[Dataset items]

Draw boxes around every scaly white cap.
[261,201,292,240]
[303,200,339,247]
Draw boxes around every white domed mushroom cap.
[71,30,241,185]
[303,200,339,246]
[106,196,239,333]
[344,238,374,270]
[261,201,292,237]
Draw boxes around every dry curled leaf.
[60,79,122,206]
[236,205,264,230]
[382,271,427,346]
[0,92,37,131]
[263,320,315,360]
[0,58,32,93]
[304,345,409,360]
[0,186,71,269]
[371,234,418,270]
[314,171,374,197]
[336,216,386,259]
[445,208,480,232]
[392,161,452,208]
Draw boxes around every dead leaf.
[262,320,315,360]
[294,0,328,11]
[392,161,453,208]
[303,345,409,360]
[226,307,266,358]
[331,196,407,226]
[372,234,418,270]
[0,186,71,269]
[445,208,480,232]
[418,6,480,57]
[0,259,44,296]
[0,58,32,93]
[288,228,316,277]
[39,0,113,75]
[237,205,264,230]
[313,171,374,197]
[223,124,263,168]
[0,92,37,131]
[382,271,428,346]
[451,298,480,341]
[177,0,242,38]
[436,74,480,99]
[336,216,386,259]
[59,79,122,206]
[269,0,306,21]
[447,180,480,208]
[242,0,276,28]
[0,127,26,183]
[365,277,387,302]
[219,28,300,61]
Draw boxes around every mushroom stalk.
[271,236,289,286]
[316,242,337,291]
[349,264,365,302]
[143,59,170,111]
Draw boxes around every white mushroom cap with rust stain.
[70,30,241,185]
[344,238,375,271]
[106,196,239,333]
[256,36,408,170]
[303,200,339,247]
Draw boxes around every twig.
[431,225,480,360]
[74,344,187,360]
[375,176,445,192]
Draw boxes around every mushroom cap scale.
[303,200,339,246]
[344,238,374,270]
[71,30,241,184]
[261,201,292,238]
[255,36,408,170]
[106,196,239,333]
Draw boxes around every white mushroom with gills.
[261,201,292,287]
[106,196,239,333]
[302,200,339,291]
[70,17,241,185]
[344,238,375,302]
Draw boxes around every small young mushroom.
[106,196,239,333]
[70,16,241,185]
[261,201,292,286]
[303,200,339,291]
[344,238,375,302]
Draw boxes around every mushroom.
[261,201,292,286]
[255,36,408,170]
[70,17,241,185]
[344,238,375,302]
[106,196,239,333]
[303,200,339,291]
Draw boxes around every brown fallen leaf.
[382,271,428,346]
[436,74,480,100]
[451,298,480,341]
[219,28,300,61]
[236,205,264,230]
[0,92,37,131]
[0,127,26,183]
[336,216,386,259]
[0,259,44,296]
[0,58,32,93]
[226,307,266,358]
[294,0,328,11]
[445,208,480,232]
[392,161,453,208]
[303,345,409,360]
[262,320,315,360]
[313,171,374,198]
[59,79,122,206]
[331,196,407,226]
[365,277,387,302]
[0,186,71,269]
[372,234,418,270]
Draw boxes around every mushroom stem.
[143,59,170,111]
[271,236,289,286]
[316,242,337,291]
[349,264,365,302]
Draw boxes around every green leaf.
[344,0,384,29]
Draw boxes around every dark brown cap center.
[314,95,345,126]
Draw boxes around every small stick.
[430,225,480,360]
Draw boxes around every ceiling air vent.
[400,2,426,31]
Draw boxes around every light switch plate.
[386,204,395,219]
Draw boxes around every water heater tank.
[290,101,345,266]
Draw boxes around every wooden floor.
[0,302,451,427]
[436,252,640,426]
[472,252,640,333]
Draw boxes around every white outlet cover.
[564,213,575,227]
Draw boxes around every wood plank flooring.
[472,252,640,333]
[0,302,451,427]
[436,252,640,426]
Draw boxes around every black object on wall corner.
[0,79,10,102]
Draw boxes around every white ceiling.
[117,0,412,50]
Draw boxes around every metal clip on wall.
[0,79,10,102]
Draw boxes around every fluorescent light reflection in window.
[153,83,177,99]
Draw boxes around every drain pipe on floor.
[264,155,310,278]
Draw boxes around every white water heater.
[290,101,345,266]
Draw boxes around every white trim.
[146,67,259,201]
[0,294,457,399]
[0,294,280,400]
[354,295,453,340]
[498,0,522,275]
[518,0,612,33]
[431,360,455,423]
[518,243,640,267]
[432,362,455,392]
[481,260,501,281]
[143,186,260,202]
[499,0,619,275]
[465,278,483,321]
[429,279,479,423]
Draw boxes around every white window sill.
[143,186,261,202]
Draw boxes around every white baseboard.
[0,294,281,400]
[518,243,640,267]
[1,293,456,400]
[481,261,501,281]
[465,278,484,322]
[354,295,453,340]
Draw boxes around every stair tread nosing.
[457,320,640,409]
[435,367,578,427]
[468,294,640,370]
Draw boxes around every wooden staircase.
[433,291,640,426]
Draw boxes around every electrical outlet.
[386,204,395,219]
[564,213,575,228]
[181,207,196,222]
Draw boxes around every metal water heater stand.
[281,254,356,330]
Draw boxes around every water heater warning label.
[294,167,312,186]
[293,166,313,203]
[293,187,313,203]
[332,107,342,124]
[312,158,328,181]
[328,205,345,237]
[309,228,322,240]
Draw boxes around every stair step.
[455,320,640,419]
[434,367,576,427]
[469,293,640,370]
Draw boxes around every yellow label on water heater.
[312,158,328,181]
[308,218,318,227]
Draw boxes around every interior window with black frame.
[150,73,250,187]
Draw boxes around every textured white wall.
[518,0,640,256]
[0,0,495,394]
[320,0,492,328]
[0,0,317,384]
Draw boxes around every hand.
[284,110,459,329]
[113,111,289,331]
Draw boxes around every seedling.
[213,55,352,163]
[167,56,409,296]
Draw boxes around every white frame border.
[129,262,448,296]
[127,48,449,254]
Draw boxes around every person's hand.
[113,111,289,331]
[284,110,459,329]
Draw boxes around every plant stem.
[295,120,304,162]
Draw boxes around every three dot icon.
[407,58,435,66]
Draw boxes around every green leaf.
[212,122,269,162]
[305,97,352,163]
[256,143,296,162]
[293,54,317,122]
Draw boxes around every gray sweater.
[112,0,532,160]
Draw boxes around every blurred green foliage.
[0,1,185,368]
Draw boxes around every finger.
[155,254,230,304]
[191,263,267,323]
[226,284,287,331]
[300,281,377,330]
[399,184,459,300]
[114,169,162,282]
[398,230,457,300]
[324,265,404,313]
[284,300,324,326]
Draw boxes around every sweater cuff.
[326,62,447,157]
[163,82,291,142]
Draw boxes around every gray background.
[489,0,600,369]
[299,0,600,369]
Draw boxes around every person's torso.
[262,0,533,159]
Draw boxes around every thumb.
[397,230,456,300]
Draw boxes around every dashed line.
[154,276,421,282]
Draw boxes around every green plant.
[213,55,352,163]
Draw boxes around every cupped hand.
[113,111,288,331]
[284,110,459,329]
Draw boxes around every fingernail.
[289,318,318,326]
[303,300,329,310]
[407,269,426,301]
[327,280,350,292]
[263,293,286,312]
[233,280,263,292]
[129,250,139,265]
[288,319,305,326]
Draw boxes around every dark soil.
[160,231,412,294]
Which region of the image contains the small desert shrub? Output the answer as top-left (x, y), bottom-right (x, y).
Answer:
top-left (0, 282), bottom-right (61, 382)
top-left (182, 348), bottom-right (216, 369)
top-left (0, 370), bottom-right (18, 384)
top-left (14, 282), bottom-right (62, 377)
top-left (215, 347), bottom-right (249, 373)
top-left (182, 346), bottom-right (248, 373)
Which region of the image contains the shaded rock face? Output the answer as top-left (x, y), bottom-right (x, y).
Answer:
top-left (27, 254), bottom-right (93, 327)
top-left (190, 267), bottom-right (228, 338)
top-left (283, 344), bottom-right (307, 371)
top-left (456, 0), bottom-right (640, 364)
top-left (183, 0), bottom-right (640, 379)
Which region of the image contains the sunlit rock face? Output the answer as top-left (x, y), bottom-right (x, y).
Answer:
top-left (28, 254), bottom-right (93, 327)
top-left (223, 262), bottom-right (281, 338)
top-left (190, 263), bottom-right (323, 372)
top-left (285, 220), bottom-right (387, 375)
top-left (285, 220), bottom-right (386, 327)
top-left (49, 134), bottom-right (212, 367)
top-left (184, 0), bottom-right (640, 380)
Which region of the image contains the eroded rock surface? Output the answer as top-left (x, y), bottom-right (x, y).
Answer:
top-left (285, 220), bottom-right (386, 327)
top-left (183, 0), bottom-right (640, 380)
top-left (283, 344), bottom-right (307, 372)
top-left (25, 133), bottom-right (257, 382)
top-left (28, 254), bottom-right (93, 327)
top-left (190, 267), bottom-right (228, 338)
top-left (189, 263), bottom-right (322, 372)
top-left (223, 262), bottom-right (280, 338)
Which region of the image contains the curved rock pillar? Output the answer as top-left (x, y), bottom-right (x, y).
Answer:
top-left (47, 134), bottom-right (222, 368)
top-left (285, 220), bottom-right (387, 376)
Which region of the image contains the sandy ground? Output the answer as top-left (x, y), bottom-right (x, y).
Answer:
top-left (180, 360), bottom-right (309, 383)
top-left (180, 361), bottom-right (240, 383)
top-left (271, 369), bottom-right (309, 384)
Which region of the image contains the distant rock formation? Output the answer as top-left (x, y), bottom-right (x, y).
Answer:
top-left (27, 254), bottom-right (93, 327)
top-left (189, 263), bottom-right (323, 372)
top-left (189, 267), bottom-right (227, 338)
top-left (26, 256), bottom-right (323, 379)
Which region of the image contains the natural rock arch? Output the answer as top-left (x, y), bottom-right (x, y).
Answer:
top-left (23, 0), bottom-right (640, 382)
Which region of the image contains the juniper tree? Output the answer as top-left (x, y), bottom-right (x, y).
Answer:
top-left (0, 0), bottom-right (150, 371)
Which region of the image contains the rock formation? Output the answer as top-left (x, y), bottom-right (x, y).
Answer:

TRY IT
Take every line above that includes "formation" and list it.

SOLUTION FOR THIS PROBLEM
Which region of the image contains the distant rock formation? Output the answer as top-left (x, y), bottom-right (x, y).
Which region of the image contains the rock formation? Output the answer as top-left (x, y), bottom-right (x, y).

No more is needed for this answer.